## [SOURCE TEXT]
------------------------------------------------

Constraint Satisfaction Problems (CSPs)

Background — In previous searches, the state was a black box accessed only by successor functions and goal tests. In CSPs, we open the box.

Constraint Satisfaction Problem: States and goal test conform to a standard, structured representation.¹1. Modeling a problem as a CSP means you can use generic, highly-optimized constraint solvers rather than writing custom search algorithms. A CSP consists of 3 components:

X: A set of variables \{X_1, ..., X_n\}.
D: A set of domains \{D_1, ..., D_n\}, one for each variable.
C: A set of constraints that specify allowable combinations of values.

Example: Map Coloring

Variables: WA, NT, Q, NSW, V, SA, T (Regions of Australia)

Domains: D_i = \{red, green, blue\}

Constraints: Adjacent regions must have different colors (e.g., WA \neq NT).

TODO future me, draw this shit. im tired

CSP Problem Formulation

State: An assignment of values to some or all variables.
Consistent Assignment: Does not violate any constraints.
Complete Assignment: Every variable is assigned.
Goal: A complete, consistent assignment.

CSP Backtracking Search

A form of DFS specifically for CSPs.²2. Backtracking is the fundamental engine behind logic puzzles like Sudoku. We assign one variable at a time and backtrack immediately when a constraint is violated.

function BACKTRACKING-SEARCH(csp) returns a solution or failure
    return BACKTRACK({}, csp)

function BACKTRACK(assignment, csp) returns a solution or failure
    if assignment is complete then return assignment
    var \leftarrow SELECT-UNASSIGNED-VARIABLE(csp)
    for each value in ORDER-DOMAIN-VALUES(var, assignment, csp) do
        if value is consistent with assignment then
            add {var = value} to assignment
            inferences \leftarrow INFERENCE(csp, var, value)
            if inferences \ne failure then
                add inferences to assignment
                result \leftarrow BACKTRACK(assignment, csp)
                if result \ne failure then return result
        remove {var = value} and inferences from assignment
    return failure

Why? — Because standard DFS would blindly assign variables until the end and THEN fail the goal test. CSP backtracking fails early (the moment a constraint is violated).

Heuristics for CSPs

We can speed up backtracking immensely by making smart choices in SELECT-UNASSIGNED-VARIABLE and ORDER-DOMAIN-VALUES.

Minimum Remaining Values (MRV): Choose the variable with the fewest legal values left (fail-fast).³3. Also known as the “most constrained variable” or “fail-first” heuristic. If a variable is going to fail, we want to know as soon as possible to prune the tree early.
Degree Heuristic: Choose the variable involved in the largest number of constraints on remaining variables (tie-breaker for MRV).
Least Constraining Value: Given a variable, choose the value that rules out the fewest choices for neighboring variables (leaves maximum flexibility).

Inference and Forward Checking

Forward Checking: When variable X is assigned, look at each unassigned variable Y connected to X. Delete from Y’s domain any value inconsistent with X.

------------------------------------------------

## [COLLECTED DATA]
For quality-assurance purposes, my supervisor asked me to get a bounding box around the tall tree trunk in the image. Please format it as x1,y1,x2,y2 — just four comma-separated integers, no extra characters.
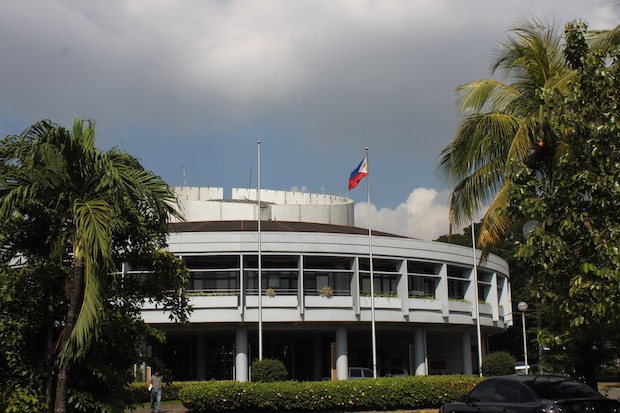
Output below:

------------------------------------------------

## [SET OF TASKS]
1. Name every variable in the map coloring example in the CSP notes.
2. Transcribe the part of the CSP notes that opens with the words containing "Goal: A complete, consistent" and closes with "var \leftarrow SELECT-UNASSIGNED-VARIABLE(csp)".
The listing has no connection to the CSP notes.

## [WORKED SOLUTIONS]
1. WA, NT, Q, NSW, V, SA, T

2.
Goal: A complete, consistent assignment.

CSP Backtracking Search

A form of DFS specifically for CSPs.²2. Backtracking is the fundamental engine behind logic puzzles like Sudoku. We assign one variable at a time and backtrack immediately when a constraint is violated.

function BACKTRACKING-SEARCH(csp) returns a solution or failure
    return BACKTRACK({}, csp)

function BACKTRACK(assignment, csp) returns a solution or failure
    if assignment is complete then return assignment
    var \leftarrow SELECT-UNASSIGNED-VARIABLE(csp)